>> BEGIN Information given
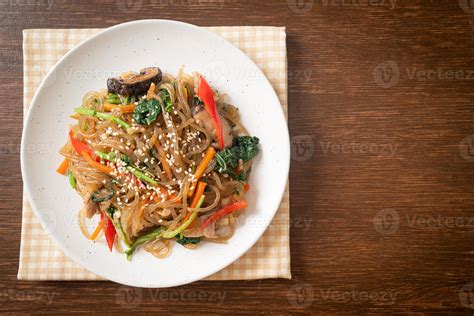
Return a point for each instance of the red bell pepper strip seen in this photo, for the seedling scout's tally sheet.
(110, 233)
(223, 212)
(80, 146)
(207, 96)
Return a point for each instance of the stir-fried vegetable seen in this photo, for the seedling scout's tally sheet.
(79, 146)
(133, 170)
(223, 212)
(103, 195)
(141, 175)
(245, 148)
(122, 108)
(165, 96)
(199, 192)
(63, 167)
(72, 180)
(95, 164)
(210, 153)
(143, 239)
(113, 98)
(186, 223)
(96, 232)
(180, 239)
(117, 223)
(206, 94)
(146, 111)
(110, 233)
(248, 147)
(103, 116)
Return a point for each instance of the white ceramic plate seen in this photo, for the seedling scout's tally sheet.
(132, 46)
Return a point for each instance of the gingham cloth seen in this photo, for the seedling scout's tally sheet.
(41, 259)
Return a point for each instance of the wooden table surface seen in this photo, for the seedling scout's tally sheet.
(382, 176)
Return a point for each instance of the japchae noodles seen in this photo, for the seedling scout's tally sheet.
(160, 159)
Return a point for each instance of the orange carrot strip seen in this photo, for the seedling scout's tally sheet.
(211, 152)
(199, 192)
(97, 231)
(246, 187)
(151, 91)
(164, 162)
(63, 167)
(95, 164)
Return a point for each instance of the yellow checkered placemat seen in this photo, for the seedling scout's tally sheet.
(41, 259)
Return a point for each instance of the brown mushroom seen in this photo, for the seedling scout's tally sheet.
(131, 83)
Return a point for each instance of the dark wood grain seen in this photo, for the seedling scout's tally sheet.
(381, 181)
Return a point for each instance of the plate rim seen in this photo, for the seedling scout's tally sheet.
(68, 252)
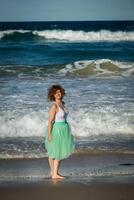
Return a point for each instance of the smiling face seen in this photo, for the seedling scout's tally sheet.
(58, 95)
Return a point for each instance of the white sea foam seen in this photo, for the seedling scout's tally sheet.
(99, 68)
(74, 36)
(87, 123)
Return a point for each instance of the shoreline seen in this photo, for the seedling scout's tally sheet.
(88, 176)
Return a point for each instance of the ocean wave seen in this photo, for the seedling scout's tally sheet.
(85, 125)
(98, 68)
(68, 35)
(101, 68)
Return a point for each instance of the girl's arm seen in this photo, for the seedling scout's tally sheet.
(52, 113)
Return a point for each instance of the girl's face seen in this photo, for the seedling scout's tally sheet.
(58, 95)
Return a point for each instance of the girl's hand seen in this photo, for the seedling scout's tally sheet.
(49, 138)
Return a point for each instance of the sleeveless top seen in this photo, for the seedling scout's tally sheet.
(61, 115)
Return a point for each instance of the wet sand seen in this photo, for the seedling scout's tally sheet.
(86, 177)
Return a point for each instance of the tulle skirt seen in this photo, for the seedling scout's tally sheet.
(62, 143)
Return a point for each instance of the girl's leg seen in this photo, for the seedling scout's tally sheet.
(51, 163)
(55, 170)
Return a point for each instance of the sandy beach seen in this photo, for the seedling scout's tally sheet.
(30, 178)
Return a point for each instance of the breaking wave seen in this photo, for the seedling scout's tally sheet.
(68, 35)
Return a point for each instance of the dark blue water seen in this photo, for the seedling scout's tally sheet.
(93, 61)
(46, 43)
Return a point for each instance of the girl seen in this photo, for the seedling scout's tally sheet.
(59, 141)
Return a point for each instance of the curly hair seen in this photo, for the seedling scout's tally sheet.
(52, 91)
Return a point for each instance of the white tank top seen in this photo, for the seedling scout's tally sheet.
(61, 114)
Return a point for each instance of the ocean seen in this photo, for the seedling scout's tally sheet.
(92, 60)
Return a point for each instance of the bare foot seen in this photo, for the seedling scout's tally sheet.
(57, 176)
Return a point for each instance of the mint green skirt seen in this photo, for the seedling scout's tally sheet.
(62, 143)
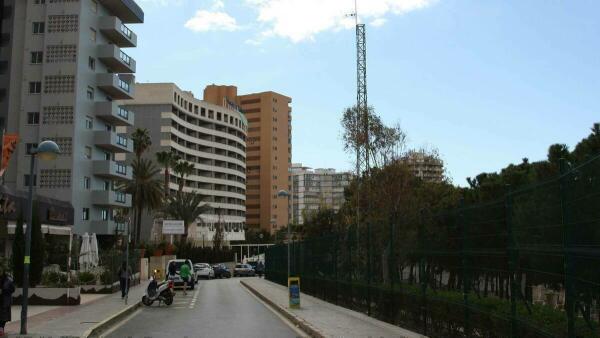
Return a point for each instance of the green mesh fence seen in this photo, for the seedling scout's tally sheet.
(527, 265)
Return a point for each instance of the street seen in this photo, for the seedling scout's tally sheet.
(216, 308)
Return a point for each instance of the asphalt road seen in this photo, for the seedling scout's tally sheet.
(217, 308)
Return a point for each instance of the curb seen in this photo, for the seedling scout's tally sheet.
(303, 325)
(104, 325)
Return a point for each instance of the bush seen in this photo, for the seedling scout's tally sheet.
(87, 278)
(54, 279)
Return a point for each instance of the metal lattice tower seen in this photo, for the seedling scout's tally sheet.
(361, 91)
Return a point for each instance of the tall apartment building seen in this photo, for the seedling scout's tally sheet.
(269, 152)
(213, 139)
(425, 166)
(313, 189)
(62, 68)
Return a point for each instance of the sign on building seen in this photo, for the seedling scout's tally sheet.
(171, 227)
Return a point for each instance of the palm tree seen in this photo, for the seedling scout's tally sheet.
(183, 169)
(186, 206)
(141, 142)
(167, 159)
(145, 189)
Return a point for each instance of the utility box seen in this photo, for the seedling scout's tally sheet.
(294, 292)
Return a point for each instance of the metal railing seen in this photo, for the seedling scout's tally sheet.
(527, 265)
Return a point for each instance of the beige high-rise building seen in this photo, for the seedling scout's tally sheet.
(269, 152)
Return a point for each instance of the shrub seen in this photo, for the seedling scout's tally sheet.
(87, 278)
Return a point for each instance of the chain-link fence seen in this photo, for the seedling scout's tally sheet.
(527, 265)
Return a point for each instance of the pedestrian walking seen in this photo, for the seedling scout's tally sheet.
(7, 289)
(124, 277)
(185, 273)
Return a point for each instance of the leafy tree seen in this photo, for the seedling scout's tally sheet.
(183, 169)
(18, 251)
(186, 206)
(167, 159)
(145, 189)
(141, 142)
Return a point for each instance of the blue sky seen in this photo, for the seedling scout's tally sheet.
(484, 82)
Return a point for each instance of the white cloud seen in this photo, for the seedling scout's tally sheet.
(214, 19)
(300, 20)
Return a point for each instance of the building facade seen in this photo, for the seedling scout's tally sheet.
(269, 152)
(314, 189)
(426, 166)
(66, 67)
(213, 139)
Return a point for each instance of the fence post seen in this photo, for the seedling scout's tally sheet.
(422, 270)
(512, 263)
(369, 258)
(335, 268)
(569, 294)
(465, 267)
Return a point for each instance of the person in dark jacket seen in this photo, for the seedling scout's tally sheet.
(124, 279)
(8, 288)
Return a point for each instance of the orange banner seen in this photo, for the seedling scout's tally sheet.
(9, 145)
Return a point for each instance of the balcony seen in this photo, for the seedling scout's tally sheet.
(111, 112)
(119, 87)
(115, 59)
(113, 142)
(112, 170)
(117, 32)
(126, 10)
(107, 198)
(106, 227)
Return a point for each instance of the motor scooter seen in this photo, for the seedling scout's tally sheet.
(161, 292)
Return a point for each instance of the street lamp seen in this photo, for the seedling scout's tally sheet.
(46, 151)
(285, 193)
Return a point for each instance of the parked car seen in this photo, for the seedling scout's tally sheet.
(203, 270)
(221, 271)
(243, 270)
(177, 280)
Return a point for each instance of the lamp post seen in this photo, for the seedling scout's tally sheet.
(46, 151)
(285, 193)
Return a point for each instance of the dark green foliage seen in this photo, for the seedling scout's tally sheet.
(37, 250)
(18, 251)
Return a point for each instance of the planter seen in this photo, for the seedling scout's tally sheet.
(49, 296)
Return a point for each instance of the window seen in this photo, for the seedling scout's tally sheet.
(30, 147)
(38, 27)
(85, 215)
(35, 87)
(90, 93)
(37, 57)
(89, 122)
(27, 180)
(33, 118)
(104, 214)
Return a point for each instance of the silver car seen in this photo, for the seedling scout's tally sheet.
(203, 270)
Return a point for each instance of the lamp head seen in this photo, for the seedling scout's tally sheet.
(47, 150)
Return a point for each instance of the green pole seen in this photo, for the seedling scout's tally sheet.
(512, 264)
(465, 268)
(569, 294)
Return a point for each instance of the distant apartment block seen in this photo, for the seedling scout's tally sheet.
(314, 189)
(269, 152)
(213, 139)
(63, 65)
(425, 166)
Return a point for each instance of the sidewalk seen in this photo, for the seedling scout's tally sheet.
(325, 319)
(74, 321)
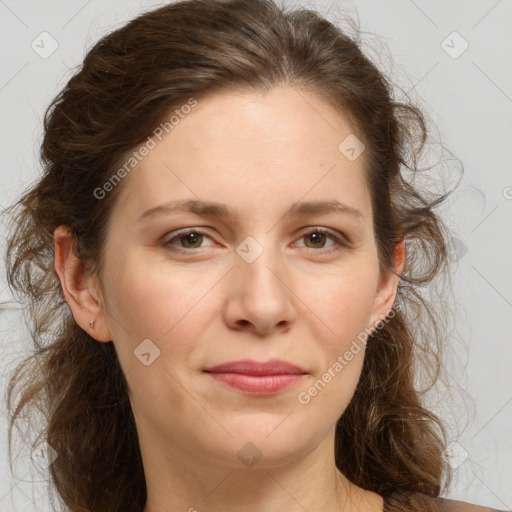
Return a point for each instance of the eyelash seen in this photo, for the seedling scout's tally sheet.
(341, 241)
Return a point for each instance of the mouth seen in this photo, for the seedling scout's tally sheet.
(256, 378)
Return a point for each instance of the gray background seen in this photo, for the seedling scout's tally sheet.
(468, 96)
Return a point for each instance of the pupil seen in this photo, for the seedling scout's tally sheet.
(315, 236)
(191, 238)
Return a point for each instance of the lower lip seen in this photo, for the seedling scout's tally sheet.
(257, 385)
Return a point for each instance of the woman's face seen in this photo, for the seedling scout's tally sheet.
(264, 283)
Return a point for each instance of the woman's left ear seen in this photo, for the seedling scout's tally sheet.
(388, 286)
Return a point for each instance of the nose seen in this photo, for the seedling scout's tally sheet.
(260, 297)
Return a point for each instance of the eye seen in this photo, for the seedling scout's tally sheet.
(193, 238)
(190, 239)
(318, 236)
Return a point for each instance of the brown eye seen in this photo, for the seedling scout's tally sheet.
(316, 239)
(186, 240)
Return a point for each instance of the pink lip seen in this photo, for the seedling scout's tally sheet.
(257, 378)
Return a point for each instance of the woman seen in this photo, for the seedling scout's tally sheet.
(233, 259)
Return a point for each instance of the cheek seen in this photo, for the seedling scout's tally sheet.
(165, 305)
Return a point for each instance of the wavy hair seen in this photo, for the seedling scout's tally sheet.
(387, 440)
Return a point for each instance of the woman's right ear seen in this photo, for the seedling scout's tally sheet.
(80, 289)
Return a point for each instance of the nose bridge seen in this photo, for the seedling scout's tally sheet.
(258, 263)
(258, 290)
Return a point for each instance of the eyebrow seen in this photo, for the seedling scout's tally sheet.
(205, 208)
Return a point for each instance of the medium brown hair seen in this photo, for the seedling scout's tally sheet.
(386, 440)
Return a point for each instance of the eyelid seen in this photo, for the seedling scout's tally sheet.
(340, 239)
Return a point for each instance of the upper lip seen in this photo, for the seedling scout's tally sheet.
(250, 367)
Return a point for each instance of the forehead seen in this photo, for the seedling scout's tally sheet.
(279, 146)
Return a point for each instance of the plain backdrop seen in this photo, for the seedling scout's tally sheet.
(454, 57)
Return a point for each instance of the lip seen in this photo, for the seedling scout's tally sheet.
(257, 378)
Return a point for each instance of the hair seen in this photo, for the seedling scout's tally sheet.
(387, 440)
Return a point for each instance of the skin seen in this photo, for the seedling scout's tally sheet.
(296, 301)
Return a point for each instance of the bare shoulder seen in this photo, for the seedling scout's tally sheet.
(446, 505)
>> END Information given
▶ [Set problem]:
Write out exactly the lines of the entries above that run from the line containing "Return a point for each instance of the forehead" through the last line, including both.

▶ [Output below]:
Return a point for each instance of the forehead seen in this photo, for the seedling scout's tally sheet.
(279, 146)
Return a point for each instance of the plain backdrop seen in this photo, for the seedling scout's tally sheet.
(454, 57)
Return a point for each instance of the lip seen in this photo, for the seedling scout's tally sheet.
(257, 378)
Return a point for each instance of the hair seen in this photo, for the seedling scout's tally sheet.
(387, 440)
Return a point for each instance of the skin seen in this photo, for the seedling scout's tally sheet.
(296, 301)
Return a point for each instance of the bare shoulder seen in this photo, for the seedling scout's tally sheet.
(446, 505)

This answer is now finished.